*EXTRACTED DATA*
*-*-*

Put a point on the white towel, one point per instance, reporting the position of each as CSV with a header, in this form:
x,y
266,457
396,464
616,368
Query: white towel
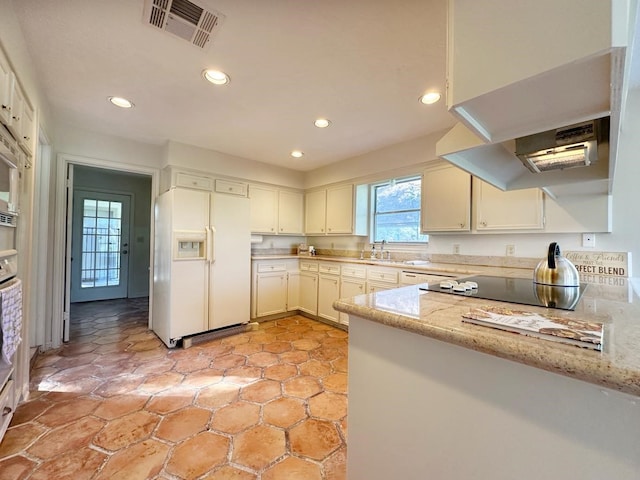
x,y
11,318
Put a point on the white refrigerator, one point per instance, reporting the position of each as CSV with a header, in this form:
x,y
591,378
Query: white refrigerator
x,y
202,263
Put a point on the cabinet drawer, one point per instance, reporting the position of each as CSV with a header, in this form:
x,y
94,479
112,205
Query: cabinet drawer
x,y
232,188
331,269
194,181
354,272
386,276
272,267
309,266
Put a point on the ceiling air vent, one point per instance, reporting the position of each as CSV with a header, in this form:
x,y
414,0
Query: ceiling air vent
x,y
184,19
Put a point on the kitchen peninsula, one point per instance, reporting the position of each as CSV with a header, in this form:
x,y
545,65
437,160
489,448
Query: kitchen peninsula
x,y
433,397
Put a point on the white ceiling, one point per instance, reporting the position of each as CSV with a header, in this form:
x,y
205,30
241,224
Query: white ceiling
x,y
361,63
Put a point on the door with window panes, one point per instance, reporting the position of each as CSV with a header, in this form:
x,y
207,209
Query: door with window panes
x,y
99,246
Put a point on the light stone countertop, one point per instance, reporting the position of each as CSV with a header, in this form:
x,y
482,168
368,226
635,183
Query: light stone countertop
x,y
429,267
439,316
609,300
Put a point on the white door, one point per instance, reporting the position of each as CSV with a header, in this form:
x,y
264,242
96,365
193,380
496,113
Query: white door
x,y
99,246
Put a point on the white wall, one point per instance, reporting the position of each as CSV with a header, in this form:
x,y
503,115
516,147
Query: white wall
x,y
413,155
180,154
76,141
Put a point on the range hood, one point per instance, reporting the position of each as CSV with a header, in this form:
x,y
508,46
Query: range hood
x,y
567,160
573,146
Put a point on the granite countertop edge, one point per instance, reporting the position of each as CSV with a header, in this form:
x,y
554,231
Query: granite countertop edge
x,y
578,363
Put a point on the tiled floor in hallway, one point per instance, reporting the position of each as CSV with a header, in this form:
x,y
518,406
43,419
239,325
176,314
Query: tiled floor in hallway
x,y
114,403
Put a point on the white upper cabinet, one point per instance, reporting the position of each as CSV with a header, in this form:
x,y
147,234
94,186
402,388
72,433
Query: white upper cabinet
x,y
329,211
516,68
7,82
264,209
290,212
446,199
513,210
28,128
340,209
275,211
315,212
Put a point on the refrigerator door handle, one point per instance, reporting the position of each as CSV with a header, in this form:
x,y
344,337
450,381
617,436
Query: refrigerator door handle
x,y
207,245
211,244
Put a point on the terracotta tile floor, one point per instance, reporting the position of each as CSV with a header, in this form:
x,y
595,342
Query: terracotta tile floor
x,y
114,403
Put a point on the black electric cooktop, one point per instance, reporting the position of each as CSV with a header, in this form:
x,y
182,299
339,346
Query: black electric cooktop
x,y
515,290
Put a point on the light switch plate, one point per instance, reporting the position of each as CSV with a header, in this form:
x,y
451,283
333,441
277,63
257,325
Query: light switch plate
x,y
589,240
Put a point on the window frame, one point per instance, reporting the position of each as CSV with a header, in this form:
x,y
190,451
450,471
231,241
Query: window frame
x,y
373,214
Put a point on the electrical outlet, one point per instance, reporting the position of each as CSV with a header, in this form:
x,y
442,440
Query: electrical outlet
x,y
589,240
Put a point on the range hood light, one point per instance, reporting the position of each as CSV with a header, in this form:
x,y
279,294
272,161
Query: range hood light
x,y
569,156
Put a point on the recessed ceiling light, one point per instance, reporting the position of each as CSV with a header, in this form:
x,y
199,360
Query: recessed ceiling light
x,y
429,98
216,77
121,102
322,123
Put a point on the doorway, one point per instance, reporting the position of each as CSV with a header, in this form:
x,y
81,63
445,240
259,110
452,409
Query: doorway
x,y
100,246
109,231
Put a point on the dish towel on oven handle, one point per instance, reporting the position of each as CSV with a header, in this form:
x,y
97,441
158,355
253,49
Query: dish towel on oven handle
x,y
11,318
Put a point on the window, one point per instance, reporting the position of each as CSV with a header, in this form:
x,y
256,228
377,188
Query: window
x,y
396,211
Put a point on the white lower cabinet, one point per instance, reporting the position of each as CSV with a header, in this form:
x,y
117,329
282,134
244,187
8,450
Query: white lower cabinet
x,y
309,286
293,291
350,287
309,292
328,290
271,291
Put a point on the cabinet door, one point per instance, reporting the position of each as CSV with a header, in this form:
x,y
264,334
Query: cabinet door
x,y
264,209
290,212
373,287
350,287
271,293
27,137
340,209
446,200
293,291
510,210
315,212
17,105
328,292
7,79
309,292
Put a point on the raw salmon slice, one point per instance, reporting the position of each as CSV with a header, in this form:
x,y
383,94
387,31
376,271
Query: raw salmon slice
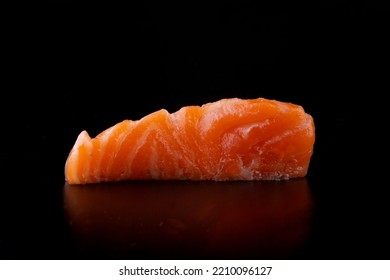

*-*-*

*WHAT TO PRODUCE*
Pick out every line in the records above that contains the word "refrigerator", and copy each one. Case counts.

*WRITTEN RESPONSE*
Put a point on the white refrigerator, one point per instance, reporting the position of each as CSV with a header, in this form:
Query: white refrigerator
Put a point on the refrigerator door handle, one point per instance, reporting the position of each as CSV with a header, in this form:
Query: refrigerator door handle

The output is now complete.